| Problem |
Find every line in the items below that contains the word "positive" and copy each such line in full. Case counts.

| Available data |
== == ==

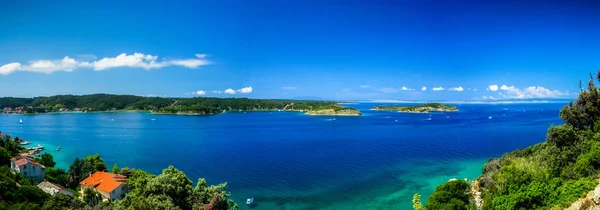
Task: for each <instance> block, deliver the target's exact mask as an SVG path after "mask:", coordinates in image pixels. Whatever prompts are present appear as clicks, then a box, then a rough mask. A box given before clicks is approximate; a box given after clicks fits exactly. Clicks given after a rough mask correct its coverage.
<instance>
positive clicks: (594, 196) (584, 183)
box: [413, 71, 600, 210]
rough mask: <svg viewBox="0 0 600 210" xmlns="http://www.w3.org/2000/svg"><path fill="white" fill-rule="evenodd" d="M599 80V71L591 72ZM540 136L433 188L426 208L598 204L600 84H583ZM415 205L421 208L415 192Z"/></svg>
mask: <svg viewBox="0 0 600 210" xmlns="http://www.w3.org/2000/svg"><path fill="white" fill-rule="evenodd" d="M596 78H597V79H598V81H600V71H598V74H597V76H596ZM559 115H560V118H562V119H563V121H564V124H562V125H556V126H554V125H553V126H550V128H549V129H548V133H547V134H546V141H545V142H542V143H538V144H535V145H533V146H530V147H527V148H526V149H517V150H515V151H513V152H510V153H506V154H504V155H502V157H500V158H492V159H490V160H489V161H488V162H487V163H486V164H485V165H484V166H483V170H482V175H481V176H480V177H479V178H478V179H477V180H476V181H475V182H471V183H468V182H466V181H463V180H453V181H449V182H447V183H445V184H442V185H440V186H438V187H437V189H436V191H435V192H434V193H433V194H432V195H431V196H430V197H429V199H428V200H427V203H426V205H425V208H426V209H484V210H485V209H565V208H568V209H598V208H600V205H599V204H600V202H599V201H600V195H598V193H595V192H594V191H592V190H594V189H596V191H600V185H598V178H599V175H600V89H598V88H597V87H596V86H595V85H594V79H593V78H592V77H590V81H589V83H588V87H587V89H584V88H581V92H580V94H579V97H578V98H577V99H576V100H575V101H573V102H571V103H569V104H568V105H566V106H565V107H563V108H562V110H561V111H560V113H559ZM413 203H414V206H413V207H414V208H415V209H424V208H423V205H422V204H421V201H420V196H419V195H418V194H416V195H415V196H414V199H413Z"/></svg>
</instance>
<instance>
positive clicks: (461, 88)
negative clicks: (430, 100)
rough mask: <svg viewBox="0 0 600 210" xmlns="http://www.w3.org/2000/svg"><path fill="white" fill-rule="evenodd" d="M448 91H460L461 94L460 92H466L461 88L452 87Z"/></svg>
mask: <svg viewBox="0 0 600 210" xmlns="http://www.w3.org/2000/svg"><path fill="white" fill-rule="evenodd" d="M448 90H451V91H459V92H460V91H463V90H465V89H464V88H462V87H460V86H459V87H452V88H449V89H448Z"/></svg>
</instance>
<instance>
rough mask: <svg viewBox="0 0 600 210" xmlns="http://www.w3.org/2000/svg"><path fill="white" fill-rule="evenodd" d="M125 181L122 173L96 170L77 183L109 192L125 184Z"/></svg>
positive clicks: (126, 178)
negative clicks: (122, 174)
mask: <svg viewBox="0 0 600 210" xmlns="http://www.w3.org/2000/svg"><path fill="white" fill-rule="evenodd" d="M125 181H127V177H125V176H123V175H119V174H113V173H108V172H103V171H97V172H96V173H94V174H92V175H91V176H89V177H87V178H86V179H84V180H83V181H81V182H79V184H80V185H84V186H88V187H92V188H95V189H97V190H102V191H104V192H109V193H110V192H112V191H113V190H114V189H116V188H117V187H119V186H121V185H122V184H125Z"/></svg>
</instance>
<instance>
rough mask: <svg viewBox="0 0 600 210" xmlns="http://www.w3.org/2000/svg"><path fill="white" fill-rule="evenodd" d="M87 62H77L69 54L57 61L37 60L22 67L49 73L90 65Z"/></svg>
mask: <svg viewBox="0 0 600 210" xmlns="http://www.w3.org/2000/svg"><path fill="white" fill-rule="evenodd" d="M90 66H91V65H90V63H89V62H77V61H75V59H73V58H69V56H67V57H65V58H63V59H62V60H58V61H51V60H39V61H34V62H32V63H31V64H29V65H26V66H24V67H23V70H25V71H31V72H39V73H46V74H50V73H52V72H55V71H73V70H75V69H76V68H87V67H90Z"/></svg>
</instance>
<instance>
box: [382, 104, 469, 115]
mask: <svg viewBox="0 0 600 210" xmlns="http://www.w3.org/2000/svg"><path fill="white" fill-rule="evenodd" d="M371 110H377V111H398V112H409V113H429V112H457V111H458V108H457V107H456V106H452V105H447V104H441V103H426V104H419V105H414V106H397V105H393V106H375V107H373V108H371Z"/></svg>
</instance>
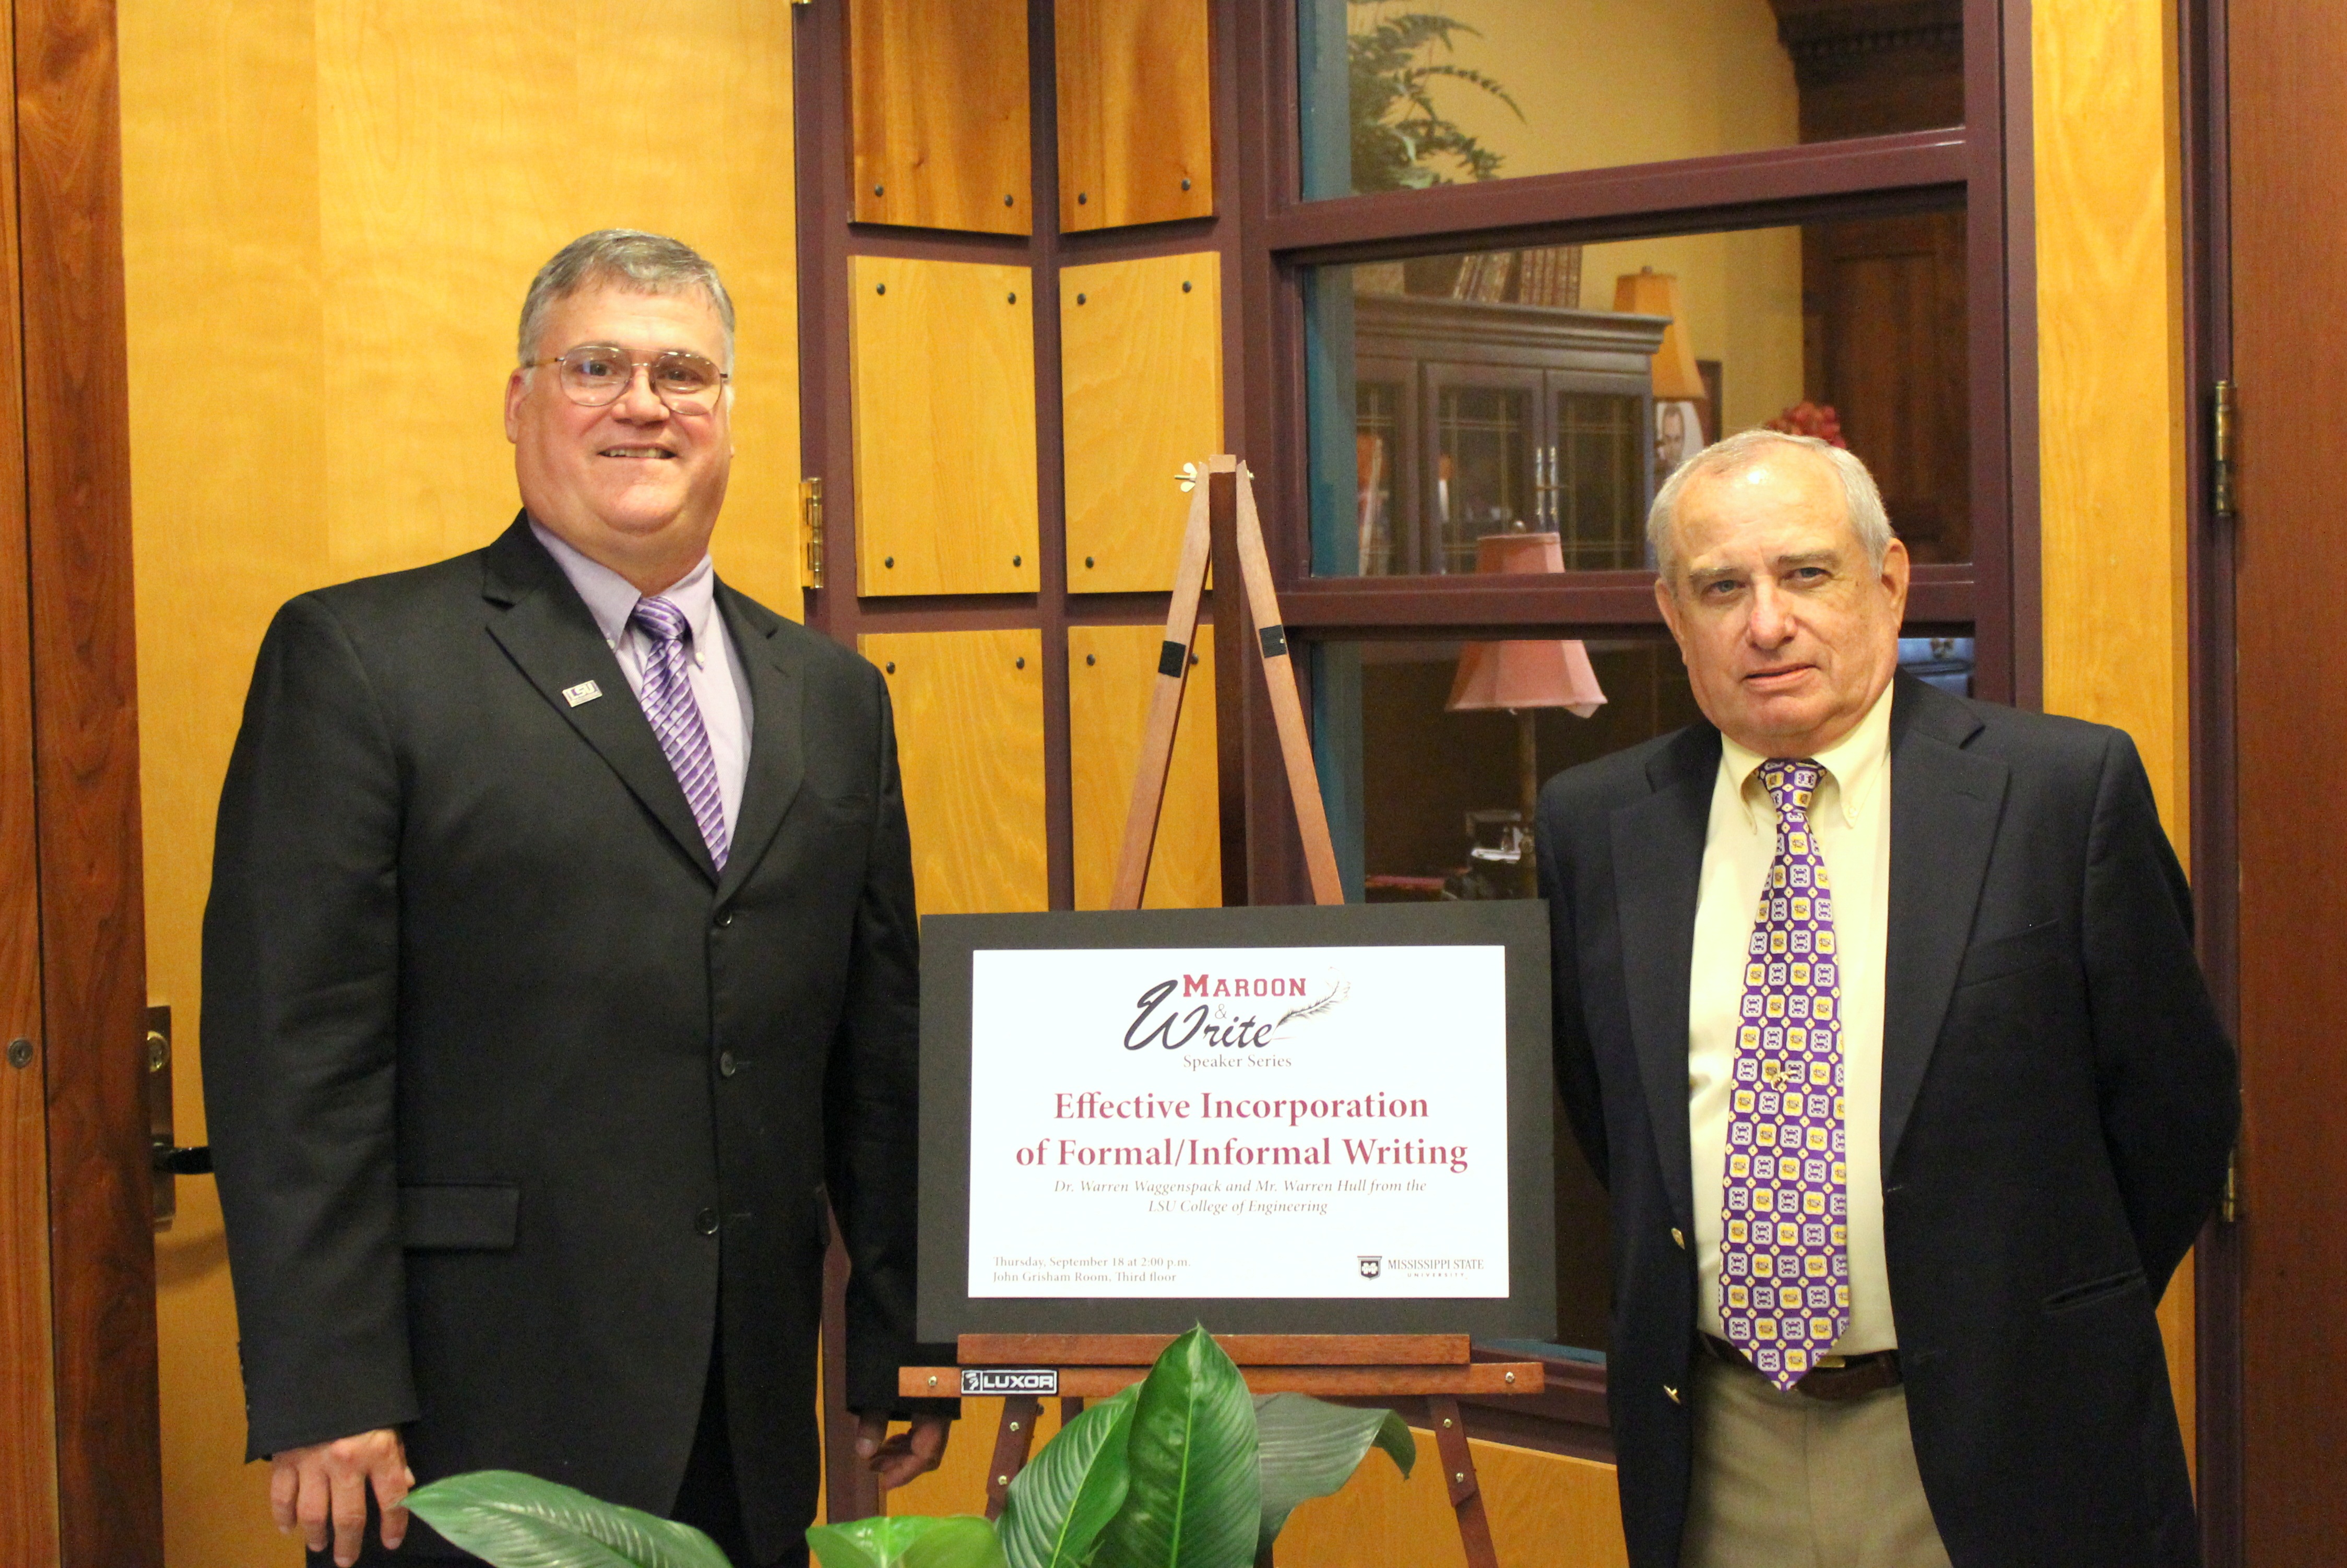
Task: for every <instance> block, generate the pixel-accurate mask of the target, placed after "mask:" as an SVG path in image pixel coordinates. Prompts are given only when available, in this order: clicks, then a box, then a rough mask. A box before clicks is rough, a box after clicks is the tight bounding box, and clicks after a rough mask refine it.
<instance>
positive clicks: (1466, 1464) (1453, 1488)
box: [1427, 1394, 1500, 1568]
mask: <svg viewBox="0 0 2347 1568" xmlns="http://www.w3.org/2000/svg"><path fill="white" fill-rule="evenodd" d="M1427 1415H1429V1418H1432V1420H1434V1446H1436V1448H1439V1451H1441V1455H1443V1486H1448V1488H1450V1507H1453V1512H1457V1516H1460V1545H1465V1547H1467V1568H1500V1554H1497V1552H1495V1549H1493V1545H1490V1521H1488V1519H1486V1516H1483V1488H1481V1483H1479V1481H1476V1474H1474V1451H1472V1448H1469V1446H1467V1422H1465V1420H1462V1418H1460V1401H1457V1399H1453V1397H1450V1394H1434V1397H1429V1399H1427Z"/></svg>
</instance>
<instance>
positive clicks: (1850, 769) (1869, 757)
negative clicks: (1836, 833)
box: [1720, 681, 1896, 829]
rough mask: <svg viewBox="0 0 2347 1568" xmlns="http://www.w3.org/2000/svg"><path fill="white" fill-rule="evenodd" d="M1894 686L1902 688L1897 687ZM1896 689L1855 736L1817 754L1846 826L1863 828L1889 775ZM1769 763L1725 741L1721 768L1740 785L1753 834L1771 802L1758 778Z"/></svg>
mask: <svg viewBox="0 0 2347 1568" xmlns="http://www.w3.org/2000/svg"><path fill="white" fill-rule="evenodd" d="M1892 685H1896V681H1894V683H1892ZM1892 685H1885V688H1882V695H1880V697H1875V704H1873V707H1871V709H1866V718H1861V721H1859V723H1856V725H1852V730H1849V735H1845V737H1842V739H1838V742H1833V744H1831V746H1826V749H1824V751H1819V753H1817V765H1819V768H1824V770H1826V784H1831V786H1833V791H1835V796H1838V805H1840V810H1842V826H1852V829H1854V826H1859V817H1864V815H1866V807H1868V805H1873V800H1875V796H1878V791H1880V786H1882V779H1885V777H1887V775H1889V761H1892ZM1765 761H1767V758H1765V756H1760V753H1758V751H1753V749H1751V746H1744V744H1739V742H1734V739H1730V737H1727V735H1720V768H1725V770H1727V777H1730V779H1734V784H1737V800H1739V803H1741V805H1744V822H1746V824H1751V826H1753V829H1758V826H1760V815H1758V807H1760V803H1763V796H1765V791H1763V789H1760V786H1758V782H1756V775H1758V772H1760V763H1765ZM1819 805H1826V800H1824V791H1819ZM1770 817H1774V812H1770Z"/></svg>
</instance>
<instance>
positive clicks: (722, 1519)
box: [307, 1347, 807, 1568]
mask: <svg viewBox="0 0 2347 1568" xmlns="http://www.w3.org/2000/svg"><path fill="white" fill-rule="evenodd" d="M669 1519H676V1521H678V1523H690V1526H692V1528H695V1530H699V1533H702V1535H706V1537H709V1540H713V1542H716V1545H718V1549H721V1552H725V1556H728V1561H732V1563H735V1568H798V1566H800V1563H805V1561H807V1545H805V1542H798V1545H796V1547H793V1549H789V1552H784V1554H782V1556H779V1559H772V1561H765V1563H760V1561H758V1556H756V1554H751V1549H749V1533H746V1530H744V1528H742V1495H739V1491H737V1486H735V1467H732V1439H730V1437H728V1432H725V1366H723V1359H721V1357H718V1352H716V1350H713V1347H711V1352H709V1387H706V1390H702V1422H699V1430H697V1432H695V1434H692V1458H690V1460H685V1481H683V1486H678V1488H676V1507H674V1509H669ZM420 1561H432V1563H479V1561H481V1559H476V1556H467V1554H462V1552H451V1549H448V1547H441V1552H439V1554H434V1556H430V1559H427V1556H422V1554H420V1552H406V1549H401V1552H385V1549H383V1521H380V1516H378V1514H376V1500H373V1493H368V1498H366V1547H364V1549H361V1554H359V1563H361V1568H387V1566H392V1563H420ZM307 1568H333V1552H312V1554H310V1566H307Z"/></svg>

== == ==

| Task output |
positive clicks: (594, 196) (584, 183)
positive clicks: (461, 88)
positive clicks: (126, 178)
positive clicks: (1466, 1464) (1453, 1488)
positive clicks: (1850, 769) (1869, 757)
positive clicks: (722, 1519)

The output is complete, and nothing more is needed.